> [Given instruction] Copy the rows word for word, starting at the line containing "[tag] colorful flag (a dot for each instance)" and going through the end of the rows.

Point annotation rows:
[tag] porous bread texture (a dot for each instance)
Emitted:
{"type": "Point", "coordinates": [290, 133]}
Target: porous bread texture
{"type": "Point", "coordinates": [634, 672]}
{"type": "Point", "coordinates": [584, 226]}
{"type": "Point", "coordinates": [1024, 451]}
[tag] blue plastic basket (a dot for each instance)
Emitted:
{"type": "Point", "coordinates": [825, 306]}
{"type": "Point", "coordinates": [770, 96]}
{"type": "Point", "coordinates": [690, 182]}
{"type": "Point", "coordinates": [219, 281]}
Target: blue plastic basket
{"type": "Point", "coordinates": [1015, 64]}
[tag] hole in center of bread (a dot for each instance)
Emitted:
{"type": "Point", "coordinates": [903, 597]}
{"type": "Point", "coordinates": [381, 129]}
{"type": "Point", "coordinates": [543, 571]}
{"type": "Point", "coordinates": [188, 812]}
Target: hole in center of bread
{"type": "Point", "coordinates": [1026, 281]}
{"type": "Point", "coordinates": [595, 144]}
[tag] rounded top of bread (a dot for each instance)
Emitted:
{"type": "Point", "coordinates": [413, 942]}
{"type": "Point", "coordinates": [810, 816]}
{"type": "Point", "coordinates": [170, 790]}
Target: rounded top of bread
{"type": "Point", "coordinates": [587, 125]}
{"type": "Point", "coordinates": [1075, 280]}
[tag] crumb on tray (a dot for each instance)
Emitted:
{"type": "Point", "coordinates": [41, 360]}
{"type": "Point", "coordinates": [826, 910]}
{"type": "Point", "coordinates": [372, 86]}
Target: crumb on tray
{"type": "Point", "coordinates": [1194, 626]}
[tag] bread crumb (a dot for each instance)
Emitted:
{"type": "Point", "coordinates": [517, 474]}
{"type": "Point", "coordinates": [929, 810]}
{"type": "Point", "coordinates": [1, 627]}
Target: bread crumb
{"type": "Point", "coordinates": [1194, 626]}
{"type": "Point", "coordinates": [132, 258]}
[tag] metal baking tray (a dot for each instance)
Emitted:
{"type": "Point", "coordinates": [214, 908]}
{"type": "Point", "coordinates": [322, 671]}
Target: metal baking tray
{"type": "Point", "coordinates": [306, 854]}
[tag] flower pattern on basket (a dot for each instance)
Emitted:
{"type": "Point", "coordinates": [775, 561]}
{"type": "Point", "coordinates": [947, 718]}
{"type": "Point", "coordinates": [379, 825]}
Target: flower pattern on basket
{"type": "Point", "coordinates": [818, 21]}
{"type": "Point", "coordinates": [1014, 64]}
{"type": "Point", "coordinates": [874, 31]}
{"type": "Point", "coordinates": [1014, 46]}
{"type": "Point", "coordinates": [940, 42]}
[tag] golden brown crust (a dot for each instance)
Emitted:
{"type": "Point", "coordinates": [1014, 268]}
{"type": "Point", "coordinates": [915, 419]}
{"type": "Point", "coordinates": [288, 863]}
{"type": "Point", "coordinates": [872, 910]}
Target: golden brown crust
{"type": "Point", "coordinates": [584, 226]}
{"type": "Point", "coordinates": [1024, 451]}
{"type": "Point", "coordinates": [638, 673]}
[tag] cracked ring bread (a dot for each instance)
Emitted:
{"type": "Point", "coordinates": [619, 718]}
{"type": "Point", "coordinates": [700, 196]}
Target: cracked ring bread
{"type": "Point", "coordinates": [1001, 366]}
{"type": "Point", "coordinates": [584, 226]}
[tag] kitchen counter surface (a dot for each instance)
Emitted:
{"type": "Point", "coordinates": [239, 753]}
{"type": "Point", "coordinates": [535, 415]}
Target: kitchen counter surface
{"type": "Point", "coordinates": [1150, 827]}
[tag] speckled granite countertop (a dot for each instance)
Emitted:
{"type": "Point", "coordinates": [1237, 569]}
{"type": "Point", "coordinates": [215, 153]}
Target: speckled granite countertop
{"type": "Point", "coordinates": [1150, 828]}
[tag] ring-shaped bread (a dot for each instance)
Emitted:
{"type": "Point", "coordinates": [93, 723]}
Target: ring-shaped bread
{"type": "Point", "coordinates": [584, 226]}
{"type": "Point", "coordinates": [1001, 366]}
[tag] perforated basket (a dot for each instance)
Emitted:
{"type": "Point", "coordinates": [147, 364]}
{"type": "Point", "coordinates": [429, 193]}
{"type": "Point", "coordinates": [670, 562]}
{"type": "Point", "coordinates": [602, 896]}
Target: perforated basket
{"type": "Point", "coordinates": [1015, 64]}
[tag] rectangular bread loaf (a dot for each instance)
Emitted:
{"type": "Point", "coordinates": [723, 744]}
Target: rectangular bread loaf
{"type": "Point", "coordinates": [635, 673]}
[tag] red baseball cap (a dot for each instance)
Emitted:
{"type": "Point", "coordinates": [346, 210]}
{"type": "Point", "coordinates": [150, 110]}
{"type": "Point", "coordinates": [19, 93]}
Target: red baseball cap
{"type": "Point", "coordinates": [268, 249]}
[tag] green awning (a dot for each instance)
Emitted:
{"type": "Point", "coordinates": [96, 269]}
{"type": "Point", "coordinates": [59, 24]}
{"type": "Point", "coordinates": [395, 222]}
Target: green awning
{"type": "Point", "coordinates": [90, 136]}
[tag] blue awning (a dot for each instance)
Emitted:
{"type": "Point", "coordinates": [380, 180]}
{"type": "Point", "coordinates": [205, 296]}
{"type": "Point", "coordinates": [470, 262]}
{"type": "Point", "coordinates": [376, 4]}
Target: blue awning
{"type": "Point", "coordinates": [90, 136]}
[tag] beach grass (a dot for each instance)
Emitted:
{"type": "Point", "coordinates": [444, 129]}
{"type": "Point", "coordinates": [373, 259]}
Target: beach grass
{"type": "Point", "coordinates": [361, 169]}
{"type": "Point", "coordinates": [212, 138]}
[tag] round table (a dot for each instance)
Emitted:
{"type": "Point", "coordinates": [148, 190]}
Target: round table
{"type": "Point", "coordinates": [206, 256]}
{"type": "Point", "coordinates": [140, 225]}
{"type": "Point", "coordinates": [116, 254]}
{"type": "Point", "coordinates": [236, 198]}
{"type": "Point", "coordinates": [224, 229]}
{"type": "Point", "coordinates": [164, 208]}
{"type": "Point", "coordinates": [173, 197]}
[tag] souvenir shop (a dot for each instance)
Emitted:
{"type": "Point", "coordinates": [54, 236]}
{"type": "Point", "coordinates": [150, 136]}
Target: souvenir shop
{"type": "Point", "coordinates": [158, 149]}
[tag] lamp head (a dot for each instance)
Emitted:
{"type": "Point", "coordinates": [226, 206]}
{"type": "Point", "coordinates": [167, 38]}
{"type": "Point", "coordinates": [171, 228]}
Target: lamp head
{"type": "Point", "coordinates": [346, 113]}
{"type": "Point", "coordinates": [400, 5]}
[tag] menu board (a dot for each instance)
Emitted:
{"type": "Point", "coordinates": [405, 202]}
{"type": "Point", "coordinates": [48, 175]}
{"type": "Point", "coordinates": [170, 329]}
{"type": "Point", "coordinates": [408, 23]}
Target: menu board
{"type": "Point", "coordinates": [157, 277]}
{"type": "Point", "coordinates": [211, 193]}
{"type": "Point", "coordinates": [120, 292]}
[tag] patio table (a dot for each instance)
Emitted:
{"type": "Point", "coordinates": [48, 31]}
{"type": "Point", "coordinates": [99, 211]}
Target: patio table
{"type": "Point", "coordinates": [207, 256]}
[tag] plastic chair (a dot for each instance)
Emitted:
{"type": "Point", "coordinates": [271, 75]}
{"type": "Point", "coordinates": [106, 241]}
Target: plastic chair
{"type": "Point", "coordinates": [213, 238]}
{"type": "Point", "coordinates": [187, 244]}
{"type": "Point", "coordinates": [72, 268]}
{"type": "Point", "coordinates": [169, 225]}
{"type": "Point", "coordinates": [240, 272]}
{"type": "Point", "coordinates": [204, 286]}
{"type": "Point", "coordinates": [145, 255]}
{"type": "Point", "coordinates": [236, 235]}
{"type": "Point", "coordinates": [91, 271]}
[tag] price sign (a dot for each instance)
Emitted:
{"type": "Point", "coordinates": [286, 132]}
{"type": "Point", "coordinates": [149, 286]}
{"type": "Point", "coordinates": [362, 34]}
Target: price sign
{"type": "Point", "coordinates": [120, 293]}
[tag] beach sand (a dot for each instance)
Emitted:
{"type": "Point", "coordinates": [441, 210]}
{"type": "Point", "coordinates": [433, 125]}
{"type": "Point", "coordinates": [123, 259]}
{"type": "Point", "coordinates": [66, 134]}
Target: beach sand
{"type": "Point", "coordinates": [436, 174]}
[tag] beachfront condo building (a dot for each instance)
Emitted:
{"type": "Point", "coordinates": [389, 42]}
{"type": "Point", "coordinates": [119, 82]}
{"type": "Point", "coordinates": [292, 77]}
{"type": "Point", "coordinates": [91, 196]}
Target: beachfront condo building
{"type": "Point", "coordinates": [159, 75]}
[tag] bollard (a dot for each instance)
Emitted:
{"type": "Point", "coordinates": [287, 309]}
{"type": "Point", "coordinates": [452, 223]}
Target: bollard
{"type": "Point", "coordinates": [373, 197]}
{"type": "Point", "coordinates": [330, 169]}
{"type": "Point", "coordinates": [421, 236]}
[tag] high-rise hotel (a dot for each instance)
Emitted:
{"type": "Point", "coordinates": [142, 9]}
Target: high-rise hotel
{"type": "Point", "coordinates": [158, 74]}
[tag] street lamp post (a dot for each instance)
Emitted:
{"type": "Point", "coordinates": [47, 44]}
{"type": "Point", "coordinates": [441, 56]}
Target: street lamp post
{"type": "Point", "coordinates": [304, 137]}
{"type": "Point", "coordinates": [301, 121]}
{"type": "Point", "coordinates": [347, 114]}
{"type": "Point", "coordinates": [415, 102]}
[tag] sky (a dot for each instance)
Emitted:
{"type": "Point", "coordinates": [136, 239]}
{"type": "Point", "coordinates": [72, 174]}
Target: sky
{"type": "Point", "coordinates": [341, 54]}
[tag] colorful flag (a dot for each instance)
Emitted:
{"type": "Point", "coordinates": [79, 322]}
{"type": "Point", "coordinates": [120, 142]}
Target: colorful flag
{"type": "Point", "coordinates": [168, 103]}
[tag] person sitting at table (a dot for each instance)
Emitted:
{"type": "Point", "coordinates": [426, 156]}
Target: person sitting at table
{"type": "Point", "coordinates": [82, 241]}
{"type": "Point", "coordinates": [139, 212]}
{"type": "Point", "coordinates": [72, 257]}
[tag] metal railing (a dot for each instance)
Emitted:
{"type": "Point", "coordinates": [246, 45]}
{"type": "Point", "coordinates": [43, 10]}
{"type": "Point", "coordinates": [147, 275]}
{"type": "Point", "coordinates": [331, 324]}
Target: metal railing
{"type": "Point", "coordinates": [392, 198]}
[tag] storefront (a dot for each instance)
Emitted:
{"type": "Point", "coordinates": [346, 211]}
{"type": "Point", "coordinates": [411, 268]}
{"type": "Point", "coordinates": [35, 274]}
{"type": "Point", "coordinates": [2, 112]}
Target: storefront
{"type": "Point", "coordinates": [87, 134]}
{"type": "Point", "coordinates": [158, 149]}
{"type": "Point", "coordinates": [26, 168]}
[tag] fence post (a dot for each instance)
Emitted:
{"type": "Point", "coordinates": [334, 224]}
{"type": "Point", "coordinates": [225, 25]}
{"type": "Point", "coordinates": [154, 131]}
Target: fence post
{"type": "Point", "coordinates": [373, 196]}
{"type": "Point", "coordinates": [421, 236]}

> [Written solution]
[tag] colorful flag (a dot for each instance)
Emitted:
{"type": "Point", "coordinates": [79, 322]}
{"type": "Point", "coordinates": [120, 142]}
Target: colorful flag
{"type": "Point", "coordinates": [168, 103]}
[tag] person sitting at table (a dot for each instance)
Emitted:
{"type": "Point", "coordinates": [426, 156]}
Target: person sitting at table
{"type": "Point", "coordinates": [82, 241]}
{"type": "Point", "coordinates": [139, 212]}
{"type": "Point", "coordinates": [72, 257]}
[tag] metal railing (a dot for each instance)
Emitted:
{"type": "Point", "coordinates": [246, 45]}
{"type": "Point", "coordinates": [43, 10]}
{"type": "Point", "coordinates": [147, 275]}
{"type": "Point", "coordinates": [331, 324]}
Target: metal railing
{"type": "Point", "coordinates": [392, 198]}
[tag] storefront (a dot for each instance)
Emitted:
{"type": "Point", "coordinates": [346, 211]}
{"type": "Point", "coordinates": [411, 268]}
{"type": "Point", "coordinates": [35, 274]}
{"type": "Point", "coordinates": [2, 112]}
Target: storefront
{"type": "Point", "coordinates": [87, 134]}
{"type": "Point", "coordinates": [158, 149]}
{"type": "Point", "coordinates": [26, 168]}
[tag] fence post (a dot for each instance)
Emitted:
{"type": "Point", "coordinates": [334, 224]}
{"type": "Point", "coordinates": [225, 25]}
{"type": "Point", "coordinates": [154, 131]}
Target: fence post
{"type": "Point", "coordinates": [373, 196]}
{"type": "Point", "coordinates": [421, 236]}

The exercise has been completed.